Goal of the exercise: Going through the entries below, tally the lines that hold the word "point" and state the result alone.

Data shown:
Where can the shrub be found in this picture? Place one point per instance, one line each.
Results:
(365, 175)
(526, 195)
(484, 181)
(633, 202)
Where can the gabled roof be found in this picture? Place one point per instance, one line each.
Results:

Task answer: 2